--- What you need to do ---
Rewrite the records below, changing each "red jersey stripe" to "blue jersey stripe" and leaving everything else the same.

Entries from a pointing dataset
**********

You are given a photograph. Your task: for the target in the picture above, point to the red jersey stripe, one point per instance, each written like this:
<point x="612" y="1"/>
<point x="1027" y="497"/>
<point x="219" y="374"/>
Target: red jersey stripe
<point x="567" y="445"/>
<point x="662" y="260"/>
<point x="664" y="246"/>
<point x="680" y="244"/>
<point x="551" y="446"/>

**********

--- Solution to the problem ---
You are given a photograph. Your task: for the target in the picture above, point to the blue jersey stripe, one point per instance, each written like this:
<point x="612" y="1"/>
<point x="1027" y="497"/>
<point x="219" y="374"/>
Target: blue jersey stripe
<point x="567" y="445"/>
<point x="662" y="260"/>
<point x="664" y="246"/>
<point x="680" y="244"/>
<point x="551" y="446"/>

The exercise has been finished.